### Task to complete
Only the final stretch of the data is wanted: reproduce the line containing "One keypoint belongs on each instance. Indicate the tiled" and each line after it, exactly.

[Opening Records provided section]

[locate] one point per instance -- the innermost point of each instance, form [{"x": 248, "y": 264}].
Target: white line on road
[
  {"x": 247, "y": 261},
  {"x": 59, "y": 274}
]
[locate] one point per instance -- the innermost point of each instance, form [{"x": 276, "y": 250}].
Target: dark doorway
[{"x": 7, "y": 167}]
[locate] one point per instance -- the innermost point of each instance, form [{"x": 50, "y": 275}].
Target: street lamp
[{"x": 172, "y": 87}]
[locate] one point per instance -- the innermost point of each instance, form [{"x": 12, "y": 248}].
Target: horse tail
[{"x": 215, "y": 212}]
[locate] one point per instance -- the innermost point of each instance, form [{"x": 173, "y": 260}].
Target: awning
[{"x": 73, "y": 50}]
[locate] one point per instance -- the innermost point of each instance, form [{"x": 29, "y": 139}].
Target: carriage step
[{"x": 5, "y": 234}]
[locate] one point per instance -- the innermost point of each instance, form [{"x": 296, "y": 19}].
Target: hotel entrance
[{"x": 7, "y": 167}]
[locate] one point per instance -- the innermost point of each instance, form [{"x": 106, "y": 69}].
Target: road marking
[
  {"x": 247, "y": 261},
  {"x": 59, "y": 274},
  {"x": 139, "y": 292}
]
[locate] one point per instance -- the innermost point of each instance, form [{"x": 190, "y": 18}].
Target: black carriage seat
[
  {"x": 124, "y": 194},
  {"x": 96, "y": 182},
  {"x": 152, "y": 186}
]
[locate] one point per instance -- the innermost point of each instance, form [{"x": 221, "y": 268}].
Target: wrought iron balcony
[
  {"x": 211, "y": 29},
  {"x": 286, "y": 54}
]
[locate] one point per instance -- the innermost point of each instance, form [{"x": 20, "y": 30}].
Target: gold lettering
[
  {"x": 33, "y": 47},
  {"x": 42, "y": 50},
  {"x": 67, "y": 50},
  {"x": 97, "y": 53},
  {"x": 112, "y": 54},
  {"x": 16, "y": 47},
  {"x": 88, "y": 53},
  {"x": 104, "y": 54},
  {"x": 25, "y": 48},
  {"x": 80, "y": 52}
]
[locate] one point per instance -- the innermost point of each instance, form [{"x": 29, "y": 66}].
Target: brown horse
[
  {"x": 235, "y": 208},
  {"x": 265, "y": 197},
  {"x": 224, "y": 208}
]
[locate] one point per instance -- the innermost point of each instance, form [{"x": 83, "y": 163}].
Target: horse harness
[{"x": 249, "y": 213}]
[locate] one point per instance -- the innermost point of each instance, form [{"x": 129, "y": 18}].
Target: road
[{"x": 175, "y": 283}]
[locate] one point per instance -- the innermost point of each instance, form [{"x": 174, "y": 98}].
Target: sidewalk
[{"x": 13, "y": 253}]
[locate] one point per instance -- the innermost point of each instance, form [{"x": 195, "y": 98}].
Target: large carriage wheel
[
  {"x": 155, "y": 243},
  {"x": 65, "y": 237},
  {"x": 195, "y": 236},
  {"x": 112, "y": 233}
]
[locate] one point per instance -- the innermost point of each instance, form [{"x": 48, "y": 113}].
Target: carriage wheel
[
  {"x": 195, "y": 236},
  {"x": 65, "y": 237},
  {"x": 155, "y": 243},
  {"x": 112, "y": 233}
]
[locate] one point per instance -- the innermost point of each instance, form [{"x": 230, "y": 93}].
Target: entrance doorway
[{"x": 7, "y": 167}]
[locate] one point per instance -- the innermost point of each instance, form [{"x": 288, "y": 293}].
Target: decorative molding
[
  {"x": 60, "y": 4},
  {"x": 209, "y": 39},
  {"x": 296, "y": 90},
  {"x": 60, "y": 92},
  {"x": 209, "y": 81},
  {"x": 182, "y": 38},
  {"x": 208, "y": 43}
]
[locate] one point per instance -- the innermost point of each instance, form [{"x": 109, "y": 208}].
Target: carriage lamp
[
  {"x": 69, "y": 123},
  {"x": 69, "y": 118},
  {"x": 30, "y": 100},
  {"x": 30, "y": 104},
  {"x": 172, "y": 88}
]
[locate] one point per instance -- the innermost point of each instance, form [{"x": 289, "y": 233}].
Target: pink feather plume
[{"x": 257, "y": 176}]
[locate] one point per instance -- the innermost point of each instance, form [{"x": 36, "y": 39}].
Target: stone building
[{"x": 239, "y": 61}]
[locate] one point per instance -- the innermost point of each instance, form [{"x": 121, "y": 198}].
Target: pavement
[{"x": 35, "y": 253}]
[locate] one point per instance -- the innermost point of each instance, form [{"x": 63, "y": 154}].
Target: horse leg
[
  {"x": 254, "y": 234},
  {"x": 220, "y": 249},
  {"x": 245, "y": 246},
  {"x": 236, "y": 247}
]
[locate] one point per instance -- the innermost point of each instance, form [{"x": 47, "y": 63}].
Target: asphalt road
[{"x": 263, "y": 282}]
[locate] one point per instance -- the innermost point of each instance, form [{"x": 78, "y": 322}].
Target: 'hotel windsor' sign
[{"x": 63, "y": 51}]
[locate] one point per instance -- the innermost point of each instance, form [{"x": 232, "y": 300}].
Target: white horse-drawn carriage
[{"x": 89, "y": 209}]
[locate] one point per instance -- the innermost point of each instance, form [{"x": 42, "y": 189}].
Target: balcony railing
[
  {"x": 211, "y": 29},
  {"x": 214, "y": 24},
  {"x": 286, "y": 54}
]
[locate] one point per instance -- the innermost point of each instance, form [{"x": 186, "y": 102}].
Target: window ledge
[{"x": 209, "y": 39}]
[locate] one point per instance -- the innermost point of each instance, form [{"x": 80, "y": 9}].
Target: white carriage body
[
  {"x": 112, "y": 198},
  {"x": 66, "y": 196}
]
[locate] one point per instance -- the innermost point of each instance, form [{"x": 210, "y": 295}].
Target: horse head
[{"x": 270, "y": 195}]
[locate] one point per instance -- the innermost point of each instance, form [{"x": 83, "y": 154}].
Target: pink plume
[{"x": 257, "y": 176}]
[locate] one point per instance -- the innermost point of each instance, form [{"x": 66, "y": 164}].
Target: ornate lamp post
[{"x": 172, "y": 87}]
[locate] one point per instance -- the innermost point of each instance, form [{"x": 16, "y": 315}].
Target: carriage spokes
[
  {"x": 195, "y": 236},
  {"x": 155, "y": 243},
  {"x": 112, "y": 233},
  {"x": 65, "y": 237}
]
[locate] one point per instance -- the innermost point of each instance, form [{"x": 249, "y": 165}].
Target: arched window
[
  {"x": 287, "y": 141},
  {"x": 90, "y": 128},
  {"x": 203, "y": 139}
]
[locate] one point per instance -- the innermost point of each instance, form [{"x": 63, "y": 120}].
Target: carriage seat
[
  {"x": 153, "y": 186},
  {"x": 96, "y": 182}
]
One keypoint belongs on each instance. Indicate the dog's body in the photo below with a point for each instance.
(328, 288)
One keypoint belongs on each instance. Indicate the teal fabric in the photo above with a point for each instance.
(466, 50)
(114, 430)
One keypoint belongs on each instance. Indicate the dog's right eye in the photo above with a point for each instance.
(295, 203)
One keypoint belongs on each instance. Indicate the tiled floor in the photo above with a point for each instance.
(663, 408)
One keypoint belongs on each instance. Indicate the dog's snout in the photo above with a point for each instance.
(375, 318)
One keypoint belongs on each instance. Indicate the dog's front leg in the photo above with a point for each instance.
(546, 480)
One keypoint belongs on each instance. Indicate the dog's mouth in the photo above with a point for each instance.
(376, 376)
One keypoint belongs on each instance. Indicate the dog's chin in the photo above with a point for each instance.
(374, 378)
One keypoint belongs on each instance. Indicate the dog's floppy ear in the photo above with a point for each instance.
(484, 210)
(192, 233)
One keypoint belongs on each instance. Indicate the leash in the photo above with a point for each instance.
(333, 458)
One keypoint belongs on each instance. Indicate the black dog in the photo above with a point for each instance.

[Closing Records provided section]

### Response to this task
One keypoint belongs on each instance. Indicate the tiled floor in the photo above with a point for each instance.
(663, 408)
One keypoint belongs on each instance. Indicate the dog's snout in the photo above with a point for each instance.
(375, 318)
One keypoint belongs on each instance. Indicate the dog's front leg in the photo above with a point for each instance.
(546, 480)
One keypoint belongs on each instance. Indicate the dog's mouth in the photo above with a point for each instance.
(376, 376)
One keypoint belongs on each instance. Indicate the dog's chin in the photo above with a point for each instance.
(374, 378)
One keypoint belongs on each instance. Indicate the dog's floppy ear in the photo above with a point for each instance.
(484, 210)
(192, 233)
One keypoint belongs on each instance. Indicate the leash in the photo above with a point for each instance.
(333, 458)
One keypoint belongs on each instance. Indicate the black dog in the photo above with a point for each instance.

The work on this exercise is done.